DIRECTION: Rescale the rows from the line containing "any black side" through the line containing "353;138;496;156". Reproduce every line in that range, requests included, but multiply each coordinate in the answers by 2.15 and round it to a whole number, rounding halves up; leave the requests and their sample coordinates unchanged.

Rows from a collection:
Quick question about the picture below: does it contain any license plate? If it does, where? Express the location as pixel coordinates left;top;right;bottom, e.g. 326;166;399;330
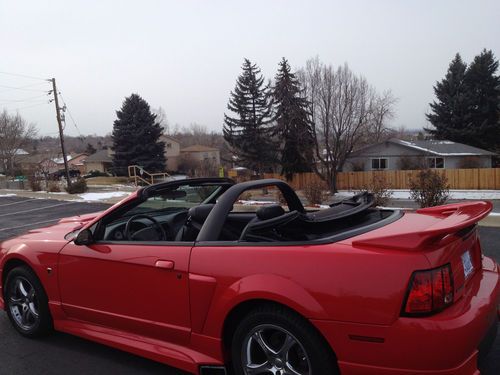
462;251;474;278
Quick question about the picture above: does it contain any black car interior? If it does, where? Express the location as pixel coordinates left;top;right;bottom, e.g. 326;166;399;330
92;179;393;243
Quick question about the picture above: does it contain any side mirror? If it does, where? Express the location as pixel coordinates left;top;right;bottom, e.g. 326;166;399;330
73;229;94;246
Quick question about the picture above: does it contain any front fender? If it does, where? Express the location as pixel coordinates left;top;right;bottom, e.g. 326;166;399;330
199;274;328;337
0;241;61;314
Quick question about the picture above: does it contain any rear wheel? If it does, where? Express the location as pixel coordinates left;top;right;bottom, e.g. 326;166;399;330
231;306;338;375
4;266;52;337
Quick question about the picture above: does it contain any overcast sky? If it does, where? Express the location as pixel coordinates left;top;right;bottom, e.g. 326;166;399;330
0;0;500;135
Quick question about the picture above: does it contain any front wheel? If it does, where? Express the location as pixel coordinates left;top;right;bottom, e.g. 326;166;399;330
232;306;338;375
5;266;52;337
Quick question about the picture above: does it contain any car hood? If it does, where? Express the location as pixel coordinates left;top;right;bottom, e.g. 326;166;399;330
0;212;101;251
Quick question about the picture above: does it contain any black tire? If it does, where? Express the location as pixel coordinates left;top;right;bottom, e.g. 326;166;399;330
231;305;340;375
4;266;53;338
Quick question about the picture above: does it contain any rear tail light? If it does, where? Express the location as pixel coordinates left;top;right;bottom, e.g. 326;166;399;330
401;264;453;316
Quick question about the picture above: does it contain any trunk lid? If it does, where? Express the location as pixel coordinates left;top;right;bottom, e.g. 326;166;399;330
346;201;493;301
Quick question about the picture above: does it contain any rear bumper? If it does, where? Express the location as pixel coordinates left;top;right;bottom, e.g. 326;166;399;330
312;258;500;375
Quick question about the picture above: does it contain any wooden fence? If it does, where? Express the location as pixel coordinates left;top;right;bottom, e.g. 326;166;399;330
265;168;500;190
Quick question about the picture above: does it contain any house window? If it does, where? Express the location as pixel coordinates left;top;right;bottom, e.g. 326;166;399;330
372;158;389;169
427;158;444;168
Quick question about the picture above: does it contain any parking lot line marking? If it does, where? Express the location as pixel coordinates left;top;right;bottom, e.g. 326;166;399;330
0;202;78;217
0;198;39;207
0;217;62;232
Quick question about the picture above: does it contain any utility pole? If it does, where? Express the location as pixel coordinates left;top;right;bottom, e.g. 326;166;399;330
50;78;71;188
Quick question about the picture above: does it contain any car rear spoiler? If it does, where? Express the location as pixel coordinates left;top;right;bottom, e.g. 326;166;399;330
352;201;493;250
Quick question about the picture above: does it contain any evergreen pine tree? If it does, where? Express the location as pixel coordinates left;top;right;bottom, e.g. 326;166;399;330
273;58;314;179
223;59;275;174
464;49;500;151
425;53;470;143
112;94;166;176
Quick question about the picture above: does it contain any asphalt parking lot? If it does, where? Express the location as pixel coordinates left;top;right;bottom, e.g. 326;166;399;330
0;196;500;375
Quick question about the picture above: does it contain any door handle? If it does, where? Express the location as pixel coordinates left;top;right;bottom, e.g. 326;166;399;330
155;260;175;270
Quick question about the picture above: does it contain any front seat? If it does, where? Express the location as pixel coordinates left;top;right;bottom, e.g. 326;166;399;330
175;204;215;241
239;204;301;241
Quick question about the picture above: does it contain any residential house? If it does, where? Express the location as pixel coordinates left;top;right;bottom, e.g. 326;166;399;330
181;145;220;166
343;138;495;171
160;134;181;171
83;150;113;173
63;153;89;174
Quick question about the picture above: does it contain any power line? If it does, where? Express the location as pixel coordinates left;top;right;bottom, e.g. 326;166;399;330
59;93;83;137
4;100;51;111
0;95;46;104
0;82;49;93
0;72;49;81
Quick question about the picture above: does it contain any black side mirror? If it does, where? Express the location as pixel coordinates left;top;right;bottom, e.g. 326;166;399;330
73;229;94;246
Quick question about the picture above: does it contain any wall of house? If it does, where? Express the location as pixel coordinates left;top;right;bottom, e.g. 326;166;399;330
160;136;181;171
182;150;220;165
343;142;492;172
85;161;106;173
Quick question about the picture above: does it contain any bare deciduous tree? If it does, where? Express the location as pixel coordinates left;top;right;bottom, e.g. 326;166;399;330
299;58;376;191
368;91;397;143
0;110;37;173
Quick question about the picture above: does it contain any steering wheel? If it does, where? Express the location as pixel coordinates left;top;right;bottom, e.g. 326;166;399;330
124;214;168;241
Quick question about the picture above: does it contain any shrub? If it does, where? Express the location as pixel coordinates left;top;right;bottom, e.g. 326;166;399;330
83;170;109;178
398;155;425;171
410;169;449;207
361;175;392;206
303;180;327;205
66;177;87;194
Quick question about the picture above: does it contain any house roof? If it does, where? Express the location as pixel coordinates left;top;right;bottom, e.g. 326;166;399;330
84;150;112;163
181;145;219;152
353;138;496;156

==

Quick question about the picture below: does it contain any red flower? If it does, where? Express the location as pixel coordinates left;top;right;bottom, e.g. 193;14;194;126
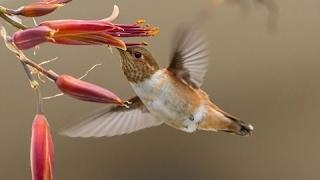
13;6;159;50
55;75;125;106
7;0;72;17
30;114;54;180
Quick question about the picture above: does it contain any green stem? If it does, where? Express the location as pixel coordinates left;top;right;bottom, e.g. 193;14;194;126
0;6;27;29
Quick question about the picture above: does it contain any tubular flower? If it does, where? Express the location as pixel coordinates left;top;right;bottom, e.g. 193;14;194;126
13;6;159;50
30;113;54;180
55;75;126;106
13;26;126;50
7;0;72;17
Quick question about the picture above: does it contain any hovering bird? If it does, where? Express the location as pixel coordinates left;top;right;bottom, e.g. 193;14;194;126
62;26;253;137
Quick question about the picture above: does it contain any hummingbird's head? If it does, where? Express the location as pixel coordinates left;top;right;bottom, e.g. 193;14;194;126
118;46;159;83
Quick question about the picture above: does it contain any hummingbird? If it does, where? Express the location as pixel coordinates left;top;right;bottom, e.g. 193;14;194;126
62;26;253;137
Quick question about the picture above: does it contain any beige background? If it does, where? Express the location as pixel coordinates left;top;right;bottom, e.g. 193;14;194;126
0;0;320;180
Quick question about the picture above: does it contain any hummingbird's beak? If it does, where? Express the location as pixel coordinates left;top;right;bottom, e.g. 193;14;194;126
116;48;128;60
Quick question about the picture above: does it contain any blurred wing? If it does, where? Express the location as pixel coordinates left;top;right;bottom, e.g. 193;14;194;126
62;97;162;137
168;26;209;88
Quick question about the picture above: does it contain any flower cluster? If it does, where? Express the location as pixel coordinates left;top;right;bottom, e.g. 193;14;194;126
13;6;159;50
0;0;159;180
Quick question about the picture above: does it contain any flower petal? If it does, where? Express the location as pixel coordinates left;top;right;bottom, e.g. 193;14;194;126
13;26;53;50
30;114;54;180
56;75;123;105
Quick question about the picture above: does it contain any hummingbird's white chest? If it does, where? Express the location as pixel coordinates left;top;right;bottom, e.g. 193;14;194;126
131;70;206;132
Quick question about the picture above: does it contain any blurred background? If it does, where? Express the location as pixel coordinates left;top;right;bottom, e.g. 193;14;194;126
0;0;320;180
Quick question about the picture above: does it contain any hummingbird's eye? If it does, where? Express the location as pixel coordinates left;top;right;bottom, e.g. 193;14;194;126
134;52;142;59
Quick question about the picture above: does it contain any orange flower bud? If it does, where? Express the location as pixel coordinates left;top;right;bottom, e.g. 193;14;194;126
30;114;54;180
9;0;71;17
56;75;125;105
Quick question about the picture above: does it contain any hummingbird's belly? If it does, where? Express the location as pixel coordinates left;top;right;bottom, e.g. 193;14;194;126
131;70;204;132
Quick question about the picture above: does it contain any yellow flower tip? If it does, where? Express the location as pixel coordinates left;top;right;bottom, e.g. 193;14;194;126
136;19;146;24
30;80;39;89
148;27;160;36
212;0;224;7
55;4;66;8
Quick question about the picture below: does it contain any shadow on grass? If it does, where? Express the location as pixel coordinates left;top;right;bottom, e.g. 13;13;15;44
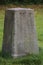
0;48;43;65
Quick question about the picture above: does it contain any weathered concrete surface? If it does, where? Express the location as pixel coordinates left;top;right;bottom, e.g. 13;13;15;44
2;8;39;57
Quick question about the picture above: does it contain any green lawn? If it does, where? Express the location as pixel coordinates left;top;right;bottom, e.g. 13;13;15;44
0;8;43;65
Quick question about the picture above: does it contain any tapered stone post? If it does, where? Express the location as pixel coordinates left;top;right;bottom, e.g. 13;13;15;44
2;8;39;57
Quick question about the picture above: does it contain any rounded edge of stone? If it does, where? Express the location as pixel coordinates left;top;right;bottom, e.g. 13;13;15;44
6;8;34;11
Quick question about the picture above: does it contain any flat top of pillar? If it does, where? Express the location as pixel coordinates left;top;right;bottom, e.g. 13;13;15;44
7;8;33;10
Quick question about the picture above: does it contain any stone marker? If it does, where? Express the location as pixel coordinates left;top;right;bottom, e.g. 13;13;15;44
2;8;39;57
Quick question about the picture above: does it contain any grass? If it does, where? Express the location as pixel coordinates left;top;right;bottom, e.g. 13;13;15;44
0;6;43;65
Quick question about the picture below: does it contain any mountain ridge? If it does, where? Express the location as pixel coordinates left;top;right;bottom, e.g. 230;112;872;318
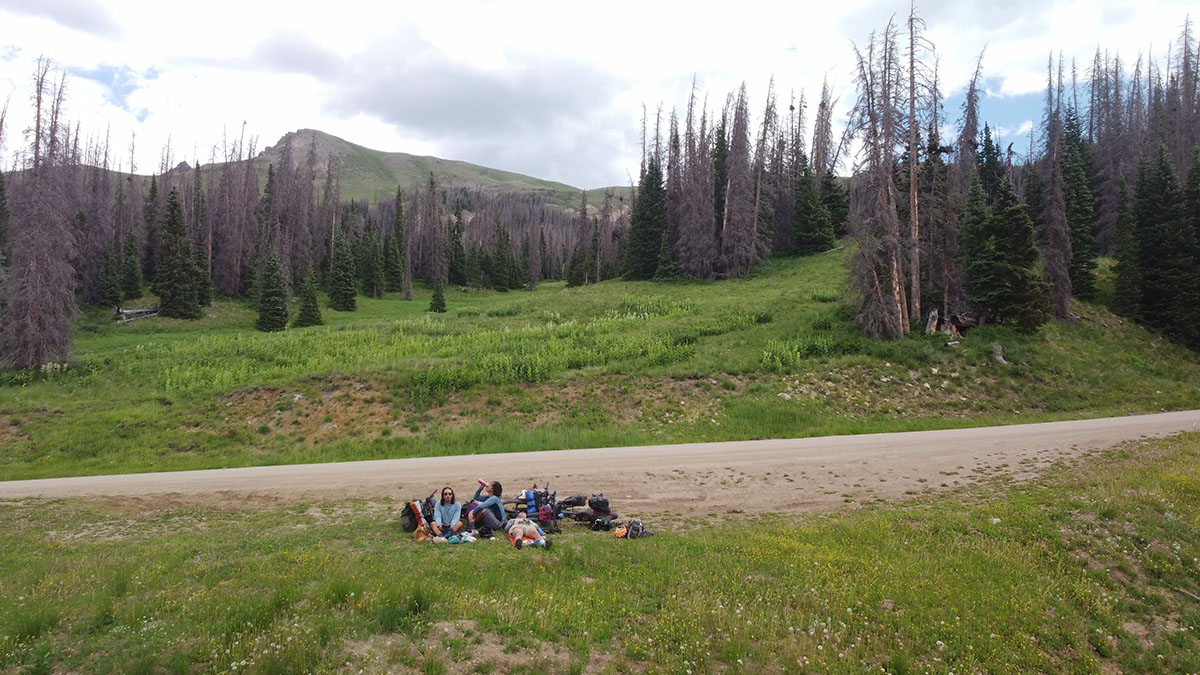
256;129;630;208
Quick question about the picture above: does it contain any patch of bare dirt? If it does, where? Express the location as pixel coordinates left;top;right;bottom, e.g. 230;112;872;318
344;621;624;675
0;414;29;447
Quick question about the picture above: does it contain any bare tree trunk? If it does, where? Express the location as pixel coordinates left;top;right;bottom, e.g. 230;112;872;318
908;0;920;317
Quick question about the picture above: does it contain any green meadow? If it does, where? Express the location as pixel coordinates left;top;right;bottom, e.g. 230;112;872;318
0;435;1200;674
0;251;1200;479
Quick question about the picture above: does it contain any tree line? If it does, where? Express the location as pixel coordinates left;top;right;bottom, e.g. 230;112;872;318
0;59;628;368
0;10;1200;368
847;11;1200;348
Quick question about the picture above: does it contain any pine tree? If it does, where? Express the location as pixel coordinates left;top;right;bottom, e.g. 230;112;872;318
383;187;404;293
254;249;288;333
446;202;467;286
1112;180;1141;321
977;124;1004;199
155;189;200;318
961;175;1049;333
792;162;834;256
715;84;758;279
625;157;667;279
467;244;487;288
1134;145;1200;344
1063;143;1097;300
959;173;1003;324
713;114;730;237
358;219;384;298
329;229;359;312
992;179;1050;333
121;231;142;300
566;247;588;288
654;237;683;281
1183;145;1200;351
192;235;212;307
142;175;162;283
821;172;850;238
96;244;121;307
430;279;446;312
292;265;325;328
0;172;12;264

ANSWER FOR THIS EXERCISE:
Quick question about the picture above: does it contain any black side mirror? If it does, where? Express the location as pixel coordinates left;top;right;bottom, e.g. 326;166;399;330
157;492;202;529
Quick question about the picture above: does it contain any wall of house? If it does, where? Express the location as pixel coordinates left;top;right;bottom, e.g. 326;166;399;330
344;292;389;368
391;323;473;355
737;305;1058;370
183;346;228;372
Quick question about the picture above: does it contain any bare deciduous tree? If it does, where? Express the location as pixel coordinates left;top;right;bottom, e.g. 326;166;399;330
643;125;808;411
791;196;854;307
0;237;80;372
Quick question about the picture above: does it contain any steering wheel? If it does, where? Express the location as pixel coordinates left;top;right;bottom, e.g. 326;166;399;330
267;460;361;518
Quick question about the picture above: does it contain any shrub? If it does, where? Express the location as pixel coordinates left;top;right;bottom, e.g. 326;166;399;330
178;366;234;383
856;333;914;368
882;363;965;445
776;376;843;443
651;387;703;441
142;381;187;417
Quick question about the picture above: does it contain any house roof? If it does, where? Express the location as pixel coordinates left;top;right;bottom, e.g. 326;166;399;330
181;323;241;350
389;312;471;327
759;297;1066;335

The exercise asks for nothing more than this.